» **Source data**:

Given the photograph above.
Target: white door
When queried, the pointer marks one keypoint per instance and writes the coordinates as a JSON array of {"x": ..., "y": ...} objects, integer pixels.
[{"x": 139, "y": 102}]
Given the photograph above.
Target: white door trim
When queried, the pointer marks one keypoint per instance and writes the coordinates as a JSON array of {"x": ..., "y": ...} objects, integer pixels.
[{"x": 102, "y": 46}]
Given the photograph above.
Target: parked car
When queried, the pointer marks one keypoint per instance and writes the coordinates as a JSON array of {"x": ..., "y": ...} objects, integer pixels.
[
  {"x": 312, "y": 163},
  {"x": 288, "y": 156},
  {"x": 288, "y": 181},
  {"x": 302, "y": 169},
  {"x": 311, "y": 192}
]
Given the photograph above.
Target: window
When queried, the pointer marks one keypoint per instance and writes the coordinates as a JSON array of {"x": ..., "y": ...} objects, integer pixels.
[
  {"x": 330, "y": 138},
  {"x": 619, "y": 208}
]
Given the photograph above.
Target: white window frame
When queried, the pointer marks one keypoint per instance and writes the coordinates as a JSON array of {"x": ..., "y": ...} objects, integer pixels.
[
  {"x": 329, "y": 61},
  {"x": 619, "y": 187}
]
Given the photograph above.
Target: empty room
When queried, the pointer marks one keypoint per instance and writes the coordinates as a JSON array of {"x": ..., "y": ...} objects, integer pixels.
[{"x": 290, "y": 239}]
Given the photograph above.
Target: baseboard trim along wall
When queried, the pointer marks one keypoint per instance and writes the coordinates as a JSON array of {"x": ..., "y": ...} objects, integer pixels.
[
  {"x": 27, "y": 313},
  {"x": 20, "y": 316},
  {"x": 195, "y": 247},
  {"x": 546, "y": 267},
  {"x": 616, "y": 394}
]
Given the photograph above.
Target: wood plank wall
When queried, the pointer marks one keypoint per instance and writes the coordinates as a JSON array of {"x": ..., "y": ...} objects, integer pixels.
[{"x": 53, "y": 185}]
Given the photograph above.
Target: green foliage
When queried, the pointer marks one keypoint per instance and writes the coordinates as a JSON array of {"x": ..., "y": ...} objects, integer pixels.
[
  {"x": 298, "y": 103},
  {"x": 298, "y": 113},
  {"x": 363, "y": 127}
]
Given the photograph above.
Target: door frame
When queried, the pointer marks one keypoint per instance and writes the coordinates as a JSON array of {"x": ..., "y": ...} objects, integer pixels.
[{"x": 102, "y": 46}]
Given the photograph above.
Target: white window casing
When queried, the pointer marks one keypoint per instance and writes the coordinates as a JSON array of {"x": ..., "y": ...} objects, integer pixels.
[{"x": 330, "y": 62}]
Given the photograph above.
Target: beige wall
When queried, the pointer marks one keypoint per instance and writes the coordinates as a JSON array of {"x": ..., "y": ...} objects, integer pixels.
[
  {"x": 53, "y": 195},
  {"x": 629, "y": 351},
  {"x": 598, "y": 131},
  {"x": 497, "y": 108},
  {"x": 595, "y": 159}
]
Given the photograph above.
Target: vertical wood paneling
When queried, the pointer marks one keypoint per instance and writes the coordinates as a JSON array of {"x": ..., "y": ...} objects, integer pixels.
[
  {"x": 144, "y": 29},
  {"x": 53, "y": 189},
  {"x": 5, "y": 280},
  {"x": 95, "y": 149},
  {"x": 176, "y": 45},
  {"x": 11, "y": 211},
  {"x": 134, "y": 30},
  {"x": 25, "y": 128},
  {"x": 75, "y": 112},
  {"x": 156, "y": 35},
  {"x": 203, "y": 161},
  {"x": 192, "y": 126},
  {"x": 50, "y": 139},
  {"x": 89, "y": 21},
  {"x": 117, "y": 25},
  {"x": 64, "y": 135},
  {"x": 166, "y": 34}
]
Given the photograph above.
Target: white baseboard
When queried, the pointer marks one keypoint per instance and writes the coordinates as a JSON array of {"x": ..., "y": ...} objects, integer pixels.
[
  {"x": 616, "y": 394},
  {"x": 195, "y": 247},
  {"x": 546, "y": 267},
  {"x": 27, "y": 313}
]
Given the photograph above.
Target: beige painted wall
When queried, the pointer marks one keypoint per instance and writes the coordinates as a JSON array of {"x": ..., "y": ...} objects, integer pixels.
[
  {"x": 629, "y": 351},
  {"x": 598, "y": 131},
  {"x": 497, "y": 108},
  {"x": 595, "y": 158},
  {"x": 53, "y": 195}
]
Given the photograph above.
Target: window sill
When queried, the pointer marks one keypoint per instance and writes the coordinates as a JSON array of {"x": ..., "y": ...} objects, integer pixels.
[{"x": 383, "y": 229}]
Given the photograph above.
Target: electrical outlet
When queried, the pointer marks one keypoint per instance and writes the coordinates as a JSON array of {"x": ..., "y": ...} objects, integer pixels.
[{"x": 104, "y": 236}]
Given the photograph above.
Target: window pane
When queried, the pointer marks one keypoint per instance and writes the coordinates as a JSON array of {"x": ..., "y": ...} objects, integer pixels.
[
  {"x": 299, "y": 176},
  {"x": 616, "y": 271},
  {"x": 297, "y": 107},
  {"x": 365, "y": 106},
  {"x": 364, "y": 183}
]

» **Work required**:
Copy the material above, line for line.

» **Task response**:
Given the photograph above.
Target: white door
When queried, the pointer marks one keypoint per instance and writes the coordinates as a JSON array of {"x": ..., "y": ...} objects, integer pixels.
[{"x": 139, "y": 102}]
Given the photograph above.
Target: white door trim
When queried, the pointer marks one keypoint per instance and writes the coordinates as a JSON array of {"x": ..., "y": ...} objects, integer pixels.
[{"x": 102, "y": 46}]
Given the photograph above.
Target: parked car
When queried, the pointer marks one keypoint per instance and writes the coordinates as a JSON array of {"x": ..., "y": ...} objects, integer pixels.
[
  {"x": 312, "y": 163},
  {"x": 288, "y": 156},
  {"x": 288, "y": 181},
  {"x": 302, "y": 169},
  {"x": 311, "y": 192}
]
Given the photograph above.
Target: window
When queried, the pointer marks one keypoint per instance and writes the coordinates as a JSON array of {"x": ..., "y": ...} objects, integer pixels.
[
  {"x": 330, "y": 138},
  {"x": 619, "y": 208}
]
Given the photograph above.
Target: white window frame
When queried, the pointer marks one keypoint per instance and writes the coordinates as a JSON array of {"x": ..., "y": ...} objects, integer pixels.
[
  {"x": 329, "y": 61},
  {"x": 619, "y": 187}
]
Given the photograph above.
Target: empty room
When queried, the pointer marks one keypoint per instance and writes the coordinates as a JSON array of {"x": ..., "y": ...} objects, integer pixels.
[{"x": 290, "y": 239}]
Given the photograph above.
Target: baseboard trim along wall
When queried, the pointer marks one keypoint per instance and writes the coordinates as a JSON array of {"x": ..., "y": ...} objects, integer pixels.
[
  {"x": 27, "y": 313},
  {"x": 20, "y": 316},
  {"x": 195, "y": 247},
  {"x": 546, "y": 267},
  {"x": 616, "y": 394}
]
Given the photograph above.
Target: wood plank wall
When queried, the pointer marks one keypoint per instance and writes the coordinates as a JSON array of {"x": ..., "y": ...} objects, integer pixels.
[{"x": 53, "y": 185}]
Given the photograph above.
Target: green foliage
When queried, the pointer marks one keypoint per instance and writes the coordinates as a JSON array of {"x": ..., "y": ...} objects, integer pixels.
[
  {"x": 298, "y": 103},
  {"x": 298, "y": 113},
  {"x": 363, "y": 127}
]
Given the photograph above.
Target: door frame
When queried, the pointer marks one keypoint per instance and writes the coordinates as a JSON array of {"x": ..., "y": ...} objects, integer pixels.
[{"x": 102, "y": 46}]
Given the photograph above.
Target: white window casing
When queried, the pointer marks one keypoint per instance and writes the coordinates as a JSON array of {"x": ..., "y": ...} objects, integer pixels.
[{"x": 330, "y": 62}]
Given the photograph above.
Target: beige wall
When queried, the pointer marks one keypoint per instance and writes the coordinates as a JSON array of {"x": ..., "y": ...} objects, integer pixels.
[
  {"x": 53, "y": 195},
  {"x": 629, "y": 351},
  {"x": 598, "y": 131},
  {"x": 497, "y": 108},
  {"x": 595, "y": 159}
]
Given the photograph above.
Target: vertical wood paneling
When queried, the pointer marks one keypoint per instance and writes the coordinates as a JSON array of {"x": ..., "y": ...} objects, integer pixels.
[
  {"x": 144, "y": 29},
  {"x": 53, "y": 189},
  {"x": 5, "y": 280},
  {"x": 95, "y": 149},
  {"x": 176, "y": 45},
  {"x": 11, "y": 211},
  {"x": 134, "y": 30},
  {"x": 25, "y": 128},
  {"x": 75, "y": 112},
  {"x": 156, "y": 35},
  {"x": 203, "y": 161},
  {"x": 192, "y": 126},
  {"x": 50, "y": 139},
  {"x": 89, "y": 21},
  {"x": 117, "y": 25},
  {"x": 64, "y": 135},
  {"x": 166, "y": 34}
]
Given the photograph above.
Target: white baseboard
When queried, the pointer marks one keypoint per instance and writes the coordinates as a JSON array of {"x": ..., "y": ...} objects, integer pixels.
[
  {"x": 616, "y": 394},
  {"x": 195, "y": 247},
  {"x": 546, "y": 267},
  {"x": 27, "y": 313}
]
Given the photograph above.
Target: beige painted wall
When queried, the pointer marks one keypoint per instance and writes the coordinates as a JSON array of {"x": ..., "y": ...} objects, integer pixels.
[
  {"x": 629, "y": 351},
  {"x": 598, "y": 131},
  {"x": 497, "y": 108},
  {"x": 595, "y": 158},
  {"x": 53, "y": 195}
]
Given the photograph above.
Target: window sill
When queried, the pointer marks one keypoint per instance and writes the coordinates as a JSON array of {"x": ..., "y": ...} objects, integer pixels.
[{"x": 383, "y": 229}]
Given the photograph above.
Target: electrical outlet
When queried, the pointer marks one keypoint per instance and writes the coordinates as a JSON array of {"x": ..., "y": ...} objects, integer pixels.
[{"x": 104, "y": 236}]
Given the photograph above.
Target: window pane
When queried, the pointer marks one keypoint per instance and writes the coordinates as a JSON array of {"x": ..., "y": ...} objects, integer pixels.
[
  {"x": 299, "y": 176},
  {"x": 616, "y": 271},
  {"x": 297, "y": 107},
  {"x": 365, "y": 106},
  {"x": 364, "y": 183}
]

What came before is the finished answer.